Entries taken from a collection
━━━━

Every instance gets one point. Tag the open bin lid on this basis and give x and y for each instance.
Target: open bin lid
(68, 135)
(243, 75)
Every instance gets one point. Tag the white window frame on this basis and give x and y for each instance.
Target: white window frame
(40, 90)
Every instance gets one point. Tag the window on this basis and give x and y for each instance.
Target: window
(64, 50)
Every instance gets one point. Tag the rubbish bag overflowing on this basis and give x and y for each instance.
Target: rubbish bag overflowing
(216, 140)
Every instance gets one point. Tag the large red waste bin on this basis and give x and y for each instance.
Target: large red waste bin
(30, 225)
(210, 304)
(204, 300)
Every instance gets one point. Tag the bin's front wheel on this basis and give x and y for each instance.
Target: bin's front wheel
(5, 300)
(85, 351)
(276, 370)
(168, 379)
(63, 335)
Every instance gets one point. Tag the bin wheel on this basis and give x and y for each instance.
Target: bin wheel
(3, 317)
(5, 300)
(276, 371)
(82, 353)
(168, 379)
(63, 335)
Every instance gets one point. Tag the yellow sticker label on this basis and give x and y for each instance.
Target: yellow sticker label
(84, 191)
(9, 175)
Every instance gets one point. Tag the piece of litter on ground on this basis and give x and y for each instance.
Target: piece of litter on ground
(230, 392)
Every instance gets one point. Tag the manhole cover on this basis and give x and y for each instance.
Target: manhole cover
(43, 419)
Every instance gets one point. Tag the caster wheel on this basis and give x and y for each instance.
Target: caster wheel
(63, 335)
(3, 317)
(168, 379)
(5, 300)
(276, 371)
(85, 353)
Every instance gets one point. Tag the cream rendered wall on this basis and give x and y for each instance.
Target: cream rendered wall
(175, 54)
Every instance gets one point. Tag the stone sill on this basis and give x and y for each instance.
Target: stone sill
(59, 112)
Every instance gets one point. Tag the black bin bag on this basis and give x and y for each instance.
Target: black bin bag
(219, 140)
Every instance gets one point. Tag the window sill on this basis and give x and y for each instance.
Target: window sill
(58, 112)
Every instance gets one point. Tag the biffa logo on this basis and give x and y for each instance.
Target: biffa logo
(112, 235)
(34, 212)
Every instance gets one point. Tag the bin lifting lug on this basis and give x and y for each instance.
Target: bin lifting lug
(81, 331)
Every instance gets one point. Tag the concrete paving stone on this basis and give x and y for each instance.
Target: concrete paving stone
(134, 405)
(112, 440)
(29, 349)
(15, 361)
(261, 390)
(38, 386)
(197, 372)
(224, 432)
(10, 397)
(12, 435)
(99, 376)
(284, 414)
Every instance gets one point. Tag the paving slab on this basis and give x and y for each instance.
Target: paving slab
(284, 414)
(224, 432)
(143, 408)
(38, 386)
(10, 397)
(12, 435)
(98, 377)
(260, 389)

━━━━

Exercise description
Give the listing above again, word for word.

Task answer
Every instance gets one point. Tag the open bin lid on this basis and give x and y for each instance.
Target: open bin lid
(68, 135)
(243, 75)
Every instance gets one point. Tag the white window frame on this basis and give x and y for each instance.
Target: white window frame
(40, 90)
Every instance gets one point. Tag the window on this basis and give x and y for each instance.
Target: window
(64, 50)
Every instance gets one point. Tag the rubbish bag overflowing on this basis and give x and y for each instance.
Target: rubbish bag overflowing
(216, 140)
Every instance gets one point. Tag the large red waste bin on this basis and give x and y for each instance.
Target: large red waste bin
(30, 225)
(210, 304)
(204, 300)
Every instance gets one point. Tag the bin's front wheel on this basis and give x and y for each instance.
Target: bin's front wheel
(5, 300)
(85, 351)
(276, 370)
(168, 379)
(63, 335)
Every instance gets one point. Tag the bin wheel on this basis and give x and y for each instance.
Target: bin wheel
(3, 317)
(5, 300)
(276, 371)
(82, 353)
(168, 379)
(63, 335)
Every instance gets one point. Tag the yellow sticker label on this basis and give x and y for each instance.
Target: yellow sticker label
(84, 191)
(9, 175)
Every instance gets one point. Tag the piece of litter on ground on this basis and give x and y for each instance.
Target: piece of litter on ground
(230, 392)
Every instance gets one point. Tag the manhole cover on this basis and give x and y for each instance.
Target: manhole cover
(43, 419)
Every instance gets one point. Tag the caster wheel on this basis and give x and y for each instance.
Target: caster wheel
(63, 335)
(3, 317)
(168, 379)
(5, 300)
(276, 371)
(85, 353)
Every instance gets one point. Tag the cream rendered wall on this basis and give x and y for each instance.
Target: cream rendered wall
(175, 54)
Every instance gets one point. Tag the stone sill on this basis and give x and y for each instance.
Target: stone sill
(59, 112)
Every instance gets one point. Tag the black bin bag on this basis and give x and y for each instance.
Target: black bin bag
(219, 140)
Every instance gets one point. Tag the window sill on this basis and give x and y for each instance.
Target: window sill
(58, 112)
Every instance gets one point. Tag the biffa logo on this basis and give x and y for each instance.
Target: biffa logo
(112, 235)
(34, 212)
Every instance gets one point. Tag the bin lifting lug on this basis and give x and y for each instance.
Target: bin lifting lug
(81, 331)
Every instance gets one point. Tag the concrete paving stone on this basis and give x and y for each instance.
Target: concrete paving stone
(134, 405)
(112, 440)
(29, 349)
(15, 361)
(261, 390)
(38, 386)
(197, 372)
(224, 432)
(10, 397)
(12, 435)
(99, 376)
(284, 414)
Every instance gets one point. Tag the paving slab on this basis and give x and y for each instance.
Target: paving slab
(284, 414)
(224, 432)
(143, 408)
(38, 386)
(10, 397)
(12, 435)
(98, 377)
(260, 389)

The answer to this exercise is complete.